*Work instructions*. Extract the full set of records, then give each one again exactly.

*Excerpted data*.
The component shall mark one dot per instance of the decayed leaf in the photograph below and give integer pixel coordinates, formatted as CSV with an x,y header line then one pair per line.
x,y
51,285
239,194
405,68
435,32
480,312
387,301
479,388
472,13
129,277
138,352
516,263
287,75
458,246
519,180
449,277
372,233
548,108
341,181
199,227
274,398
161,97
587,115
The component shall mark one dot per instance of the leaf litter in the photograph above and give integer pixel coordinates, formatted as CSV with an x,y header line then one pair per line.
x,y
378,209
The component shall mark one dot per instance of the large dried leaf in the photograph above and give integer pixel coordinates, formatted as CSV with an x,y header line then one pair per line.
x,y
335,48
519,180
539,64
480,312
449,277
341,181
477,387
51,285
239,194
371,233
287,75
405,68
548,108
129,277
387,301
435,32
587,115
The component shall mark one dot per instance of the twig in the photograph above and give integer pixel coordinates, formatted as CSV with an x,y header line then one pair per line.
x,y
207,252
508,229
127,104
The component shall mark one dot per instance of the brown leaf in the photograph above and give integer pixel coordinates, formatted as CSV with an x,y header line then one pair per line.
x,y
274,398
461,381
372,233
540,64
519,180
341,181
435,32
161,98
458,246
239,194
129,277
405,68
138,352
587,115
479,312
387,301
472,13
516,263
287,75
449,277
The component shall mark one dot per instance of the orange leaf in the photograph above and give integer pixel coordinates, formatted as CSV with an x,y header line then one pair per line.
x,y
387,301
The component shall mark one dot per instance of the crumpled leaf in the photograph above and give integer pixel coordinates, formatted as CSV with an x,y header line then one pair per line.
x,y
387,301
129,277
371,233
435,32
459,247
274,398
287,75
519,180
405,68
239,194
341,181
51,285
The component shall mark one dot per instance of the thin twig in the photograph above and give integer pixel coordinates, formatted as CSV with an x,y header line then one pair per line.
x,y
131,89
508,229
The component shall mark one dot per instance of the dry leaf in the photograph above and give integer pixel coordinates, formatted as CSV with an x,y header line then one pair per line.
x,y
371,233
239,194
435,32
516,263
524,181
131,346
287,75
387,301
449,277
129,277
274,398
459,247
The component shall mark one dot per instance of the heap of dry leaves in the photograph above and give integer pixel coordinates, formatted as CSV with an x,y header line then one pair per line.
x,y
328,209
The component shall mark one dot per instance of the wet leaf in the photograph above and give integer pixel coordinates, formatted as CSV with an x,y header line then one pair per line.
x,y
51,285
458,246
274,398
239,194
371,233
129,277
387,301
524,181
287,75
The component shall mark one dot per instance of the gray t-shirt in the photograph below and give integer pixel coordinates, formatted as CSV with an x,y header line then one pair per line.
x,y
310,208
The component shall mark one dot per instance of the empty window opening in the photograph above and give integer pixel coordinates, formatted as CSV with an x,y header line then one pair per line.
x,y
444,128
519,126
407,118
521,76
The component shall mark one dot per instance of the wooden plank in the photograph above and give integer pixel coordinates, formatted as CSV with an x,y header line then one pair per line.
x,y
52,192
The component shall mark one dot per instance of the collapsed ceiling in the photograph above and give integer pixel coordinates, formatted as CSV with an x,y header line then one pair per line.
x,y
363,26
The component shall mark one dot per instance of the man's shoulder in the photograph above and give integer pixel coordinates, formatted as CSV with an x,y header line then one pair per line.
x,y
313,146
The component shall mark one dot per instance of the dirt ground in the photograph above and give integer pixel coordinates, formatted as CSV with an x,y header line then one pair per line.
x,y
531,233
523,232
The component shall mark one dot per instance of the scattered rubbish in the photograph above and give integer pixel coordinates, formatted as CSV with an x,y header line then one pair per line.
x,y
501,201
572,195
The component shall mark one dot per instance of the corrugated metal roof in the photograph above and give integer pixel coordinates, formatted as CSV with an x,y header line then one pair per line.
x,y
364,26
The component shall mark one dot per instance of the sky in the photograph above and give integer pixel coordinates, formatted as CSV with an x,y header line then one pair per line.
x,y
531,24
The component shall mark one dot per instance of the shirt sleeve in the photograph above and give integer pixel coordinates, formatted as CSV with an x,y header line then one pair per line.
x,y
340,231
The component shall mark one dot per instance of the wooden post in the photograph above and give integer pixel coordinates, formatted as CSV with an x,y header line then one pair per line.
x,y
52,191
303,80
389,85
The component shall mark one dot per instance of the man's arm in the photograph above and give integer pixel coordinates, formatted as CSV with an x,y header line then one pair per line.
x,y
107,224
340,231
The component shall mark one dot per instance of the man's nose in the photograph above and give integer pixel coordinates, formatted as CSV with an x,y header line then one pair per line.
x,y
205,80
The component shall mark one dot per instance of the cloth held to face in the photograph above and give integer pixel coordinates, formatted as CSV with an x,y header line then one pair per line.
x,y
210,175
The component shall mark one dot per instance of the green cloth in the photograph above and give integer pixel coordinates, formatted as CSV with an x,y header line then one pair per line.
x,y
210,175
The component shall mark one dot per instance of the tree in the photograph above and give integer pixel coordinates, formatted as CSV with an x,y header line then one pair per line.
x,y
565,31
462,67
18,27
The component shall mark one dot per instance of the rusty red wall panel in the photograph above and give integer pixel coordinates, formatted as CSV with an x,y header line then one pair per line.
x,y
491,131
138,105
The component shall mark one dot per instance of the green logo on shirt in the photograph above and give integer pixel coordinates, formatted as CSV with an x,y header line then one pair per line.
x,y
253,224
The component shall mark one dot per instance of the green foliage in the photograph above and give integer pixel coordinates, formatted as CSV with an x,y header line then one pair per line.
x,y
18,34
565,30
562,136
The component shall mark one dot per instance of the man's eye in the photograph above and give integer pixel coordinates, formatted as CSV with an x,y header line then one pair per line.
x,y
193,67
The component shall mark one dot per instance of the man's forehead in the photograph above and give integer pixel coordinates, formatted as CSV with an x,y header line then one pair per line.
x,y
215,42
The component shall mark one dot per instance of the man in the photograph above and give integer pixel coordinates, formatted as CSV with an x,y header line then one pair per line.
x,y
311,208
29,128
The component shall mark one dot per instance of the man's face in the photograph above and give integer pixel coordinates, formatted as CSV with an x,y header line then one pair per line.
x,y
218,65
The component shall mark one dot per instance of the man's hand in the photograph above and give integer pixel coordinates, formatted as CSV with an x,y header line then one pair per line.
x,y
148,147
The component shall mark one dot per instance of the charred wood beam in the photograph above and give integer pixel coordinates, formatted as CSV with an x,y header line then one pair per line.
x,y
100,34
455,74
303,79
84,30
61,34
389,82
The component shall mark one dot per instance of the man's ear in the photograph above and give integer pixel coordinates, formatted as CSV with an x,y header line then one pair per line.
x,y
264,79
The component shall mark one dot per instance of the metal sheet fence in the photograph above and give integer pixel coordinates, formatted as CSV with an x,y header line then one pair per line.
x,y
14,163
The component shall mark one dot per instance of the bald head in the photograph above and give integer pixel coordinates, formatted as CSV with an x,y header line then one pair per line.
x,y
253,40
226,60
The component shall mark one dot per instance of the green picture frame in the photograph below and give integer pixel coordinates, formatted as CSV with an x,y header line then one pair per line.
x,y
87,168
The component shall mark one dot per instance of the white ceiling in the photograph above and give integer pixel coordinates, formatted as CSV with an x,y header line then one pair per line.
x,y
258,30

*Written response*.
The component shall mark one dot per instance of the decayed leaf in the photograph below and give integer pixel coordinates, formatted as CSV with an x,y header line then one pair per line.
x,y
51,285
239,194
405,68
435,32
480,312
387,301
479,388
472,13
129,277
138,352
516,263
287,75
458,246
519,180
449,277
372,233
548,108
341,181
199,227
274,398
161,97
587,115
The component shall mark one dot per instance of the leaf litter in the photograph above and give integer pixel coordinates, formatted as CSV with an x,y header line then one pair per line.
x,y
378,209
The component shall mark one dot per instance of the large dried leaf in the photograph above and give integer pixel coordinates, formatted as CSV with an x,y header line then one pair per line.
x,y
335,48
519,180
539,64
480,312
449,277
341,181
477,387
51,285
239,194
371,233
287,75
405,68
548,108
129,277
387,301
435,32
587,115
The component shall mark one dot per instance of the twig in the photograph above and give integer pixel coordinates, formatted as CSV with an x,y header line then one pair per line.
x,y
207,252
508,229
127,104
The component shall mark one dot per instance of the brown leaf in the photograph above and give integer pixel coordinates, formatted as CSV with an x,y header line then one pair per line.
x,y
274,398
461,381
372,233
540,64
519,180
341,181
435,32
161,98
458,246
239,194
129,277
405,68
138,352
587,115
479,312
387,301
472,13
516,263
287,75
449,277
The component shall mark one dot per instance of the orange leaf in the photograph above and give integer pixel coordinates, formatted as CSV with an x,y header line then one pair per line.
x,y
387,301
The component shall mark one dot per instance of the crumpled leaf in the photograph above and give integer pixel coordinates, formatted as CSV with an x,y header line then one pair per line.
x,y
387,301
129,277
371,233
435,32
459,247
274,398
287,75
519,180
405,68
239,194
341,181
51,285
The component shall mark one dot per instance of the thin twig in the photograph above and give integer pixel coordinates, formatted as CSV with an x,y header line then one pair per line.
x,y
131,89
508,229
The component shall mark one dot per instance of the dry leaf in the photograph above and give integer pixel coordinates, formatted as CSV with an x,y header line then one pair per line.
x,y
371,233
239,194
435,32
516,263
524,181
131,346
287,75
387,301
449,277
129,277
274,398
459,247
The component shall mark one dot per instance of the heap of dry leaves in the photograph above and give integer pixel coordinates, formatted as CSV with an x,y header line then one pair per line.
x,y
328,209
The component shall mark one dot per instance of the wet leaf in the photograph above and give integer pixel coordinates, formatted as CSV with an x,y header line then one pair per line.
x,y
51,285
458,246
274,398
239,194
371,233
129,277
387,301
524,181
287,75
The component shall mark one dot per instance of the gray t-shirt in the photograph below and give integer pixel coordinates, formatted as CSV with an x,y header line then one pair per line.
x,y
310,208
The component shall mark one dot per instance of the empty window opening in the photograph above and give integer pixel coordinates, formatted as CSV with an x,y header line then one pair per line.
x,y
444,128
519,126
407,118
521,76
The component shall mark one dot per instance of the wooden plank in the photograph above and give integer pixel coordinates, formatted as CSV with an x,y header line then one pair per line.
x,y
52,192
The component shall mark one dot per instance of the collapsed ceiling in the photograph above and give integer pixel coordinates, formatted as CSV with an x,y header line then one pair per line.
x,y
363,26
The component shall mark one dot per instance of the man's shoulder in the photograph above and give integer pixel coordinates, formatted as CSV with an x,y header line then one pair per line.
x,y
313,146
The component shall mark one dot per instance of the dirt ground in the photograph above and give integer pixel coordinates, formatted as CSV with an x,y header line then one pair per line.
x,y
531,233
523,232
The component shall mark one dot per instance of the scattered rubbish in the photograph above and give integer pixel coordinates, formatted as CSV with an x,y header line then one pair per line.
x,y
501,201
572,195
The component shall mark one dot per instance of the corrugated metal roof in the photograph above and give integer pixel coordinates, formatted as CSV with an x,y header line then one pair per line.
x,y
364,26
The component shall mark one dot per instance of the sky in the photograph above and give integer pixel coordinates, formatted as CSV with an x,y header line then one pair per line.
x,y
531,24
The component shall mark one dot per instance of the shirt sleeve in the photograph above and give integer pixel coordinates, formatted as CSV with an x,y header line then one pair per line.
x,y
340,231
The component shall mark one dot per instance of the wooden post in the photograph above and give integer pixel coordinates, formatted as CSV with an x,y header line then one pair per line.
x,y
52,191
303,80
389,85
The component shall mark one dot per instance of the man's arm in the photograph above and give integer pixel coordinates, formatted as CSV with an x,y header line then one pair per line.
x,y
107,224
340,231
The component shall mark one dot per instance of the man's nose in the photograph above and give integer pixel coordinates, formatted as CSV with an x,y header line then one pair per line.
x,y
205,80
The component shall mark one dot per instance of the cloth held to face in the photograph above and give integer pixel coordinates, formatted as CSV with an x,y header line then one pair per line.
x,y
210,175
The component shall mark one dot per instance of the green cloth in the photograph above and give integer pixel coordinates, formatted as CSV with an x,y header line then one pair per line.
x,y
210,175
The component shall mark one dot per instance of the tree in the photograph above and give integer pixel coordinates, formatted as CSV with an x,y header line then one pair per line.
x,y
565,31
462,67
18,27
The component shall mark one dot per instance of the rusty red wall panel in the photograph above and give integer pixel coordinates, formatted as CSV with an x,y header line then one pair per line.
x,y
491,131
138,105
The component shall mark one dot per instance of the green logo on shirt in the photograph above and give integer pixel coordinates, formatted as CSV with an x,y header line then one pair per line.
x,y
253,224
The component shall mark one dot per instance of the green foliage in the photograph above and give integer pixel coordinates, formatted as CSV with an x,y header line then one pair per line.
x,y
18,34
565,30
562,136
The component shall mark one dot per instance of the man's eye in the photograph above and give integer pixel coordinates, formatted as CSV with an x,y header line then one pair per line.
x,y
193,67
The component shall mark one dot per instance of the man's forehead in the photograph above and give integer pixel coordinates, formatted as CSV with an x,y header line then one pair per line.
x,y
215,42
The component shall mark one dot per instance of the man in the photograph above and give integer pixel coordinates, formatted as CSV with an x,y header line then one pair per line.
x,y
311,208
29,128
The component shall mark one dot per instance of the man's face in the photograph above and give integer pixel coordinates, formatted as CSV with an x,y header line then one pair per line.
x,y
218,65
The component shall mark one dot per instance of the man's hand in the photograph above and give integer pixel coordinates, formatted as CSV with an x,y header line then one pair per line.
x,y
148,147
The component shall mark one dot per instance of the charred wood beam in the photograph above and give integer pixel coordinates, formatted as CSV with an x,y header line then one pair per line.
x,y
100,34
455,74
303,79
84,30
61,34
389,82
The component shall mark one dot per instance of the man's ear in the photograph above and give integer pixel coordinates, formatted as CSV with an x,y header line then one pair per line.
x,y
264,79
The component shall mark one dot per instance of the metal sheet fence in the photograph above and give integer pixel coordinates, formatted as CSV with an x,y header line then one pair per line.
x,y
14,163
The component shall mark one dot per instance of the bald head in the photograph above and give integer pixel coordinates, formatted as CSV with an x,y header line then one pair per line.
x,y
253,40
226,60
The component shall mark one dot per instance of the green picture frame in the photograph below and give integer pixel coordinates, formatted as CSV with an x,y header line then one pair per line.
x,y
87,168
The component shall mark one dot per instance of the white ceiling in the photograph above and give integer pixel coordinates, formatted as CSV with an x,y header line then one pair per line.
x,y
258,30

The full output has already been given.